─── SEITENAUSZUG ───
VON KRISTIAN SOTRIFFER


Da gibt es ein berühmtes, häufig wiedergegebenes Bild, das in die Ausstellung aber erst Anfang April eingeführt werden kann. Es vermittelt eine Stimmung des Aufbruchs, neuen Wollens und eines neuen Blicks auf das Leben einfacher Menschen. Für sie wollte man arbeiten, ihnen sollte Zuversicht eingeflößt, eine verlorengegangene Würde zurückgegeben werden. Die Zeit der Leibeigenschaft war vorüber.

Dieses Bild eines Bauernsohns, der sich zur bedeutendsten Figur des russischen Realismus im 19. Jahrhundert entwickeln sollte, hat eine eigene Geschichte. Sie geht zurück auf das Erlebnis Ilja Repins (1844 bis 1930) bei einem Ausflug an der Newa, vorbei an den Villen der Reichen mit blühenden Gärten.

Plötzlich trat da eine Schar von zerlumpten und verschwitzten Treidlern auf, die ein Schiff stromaufwärts schleppten.
─── BEREITGESTELLTE DATEN ───
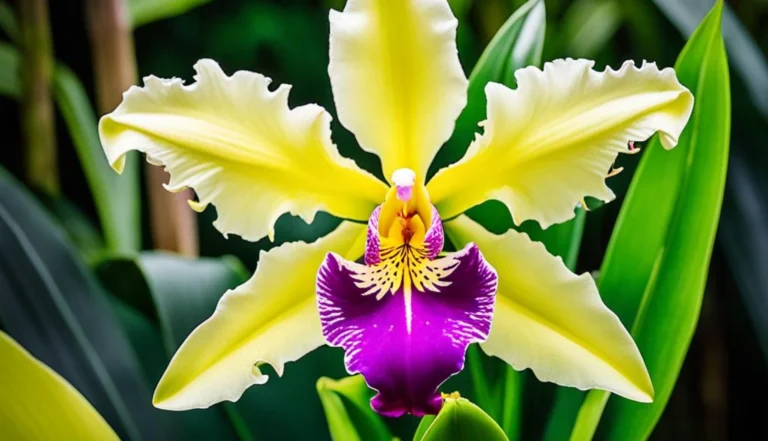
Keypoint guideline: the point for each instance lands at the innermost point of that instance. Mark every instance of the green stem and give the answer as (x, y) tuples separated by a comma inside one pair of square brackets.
───
** SCHRIFTLICHE ANWEISUNG 1 **
Welche Vorhaben gegenüber den einfachen Menschen nennt der Text über Ilja Repin? Führe sie vollständig auf.
** SCHRIFTLICHE ANWEISUNG 2 **
Führe den Text über Ilja Repin im Anschluss an seinen letzten Satz weiter.

** ERGEBNIS DER AUFGABE 1 **
- für sie arbeiten
- ihnen Zuversicht einflößen
- ihnen eine verlorengegangene Würde zurückgeben

** ERGEBNIS DER AUFGABE 2 **
Repin studierte ähnliche Erscheinungen an der Wolga, schuf Studien, die schließlich in einem großen, 1873 vollendeten Gemälde mündeten, das dann auch gleich auf der Wiener Weltausstellung gezeigt werden sollte: "Die Wolgatreidler". Die Kunst höre auf, ein Geheimnis zu sein, sie anerkenne das Recht aller, "über die von ihr vollbrachten Heldentaten zu urteilen". So schrieb der Dichter M.J. Saltykow-Stschadrin anläßlich einer Ausstellung der "Wandermaler", der "Peredwischniki".

Die hatten sich 1870 zusammengeschlossen. Ihr ideeller Führer, der in der Ausstellung mit dem Porträt eines der Begründer russischer Landschaftsmalerei, Iwan Schischkin, vertreten ist, war Iwan Kramsoki. Seine Kollegen rief er dazu auf, "von den Bedürfnissen des Volkes" und dem Einvernehmen mit dessen inneren Gefühlen zu lernen. Neue Bildgegenstände traten in der stufenweise erfolgten Entwicklung eines Gegenpols zu den französischen Impressionisten auf.

Die zeigten sich im Pariser "Salon des Refusés", der Abgewiesenen also, im selben Jahr 1867, als in St. Petersburg Proteste gegen die dort erfolgte akademische Ausbildung laut wurden. Aus ihnen ging jene "Genossenschaft für Wanderausstellungen" hervor, der sich Ilja Repin 1878 angeschlossen hatte.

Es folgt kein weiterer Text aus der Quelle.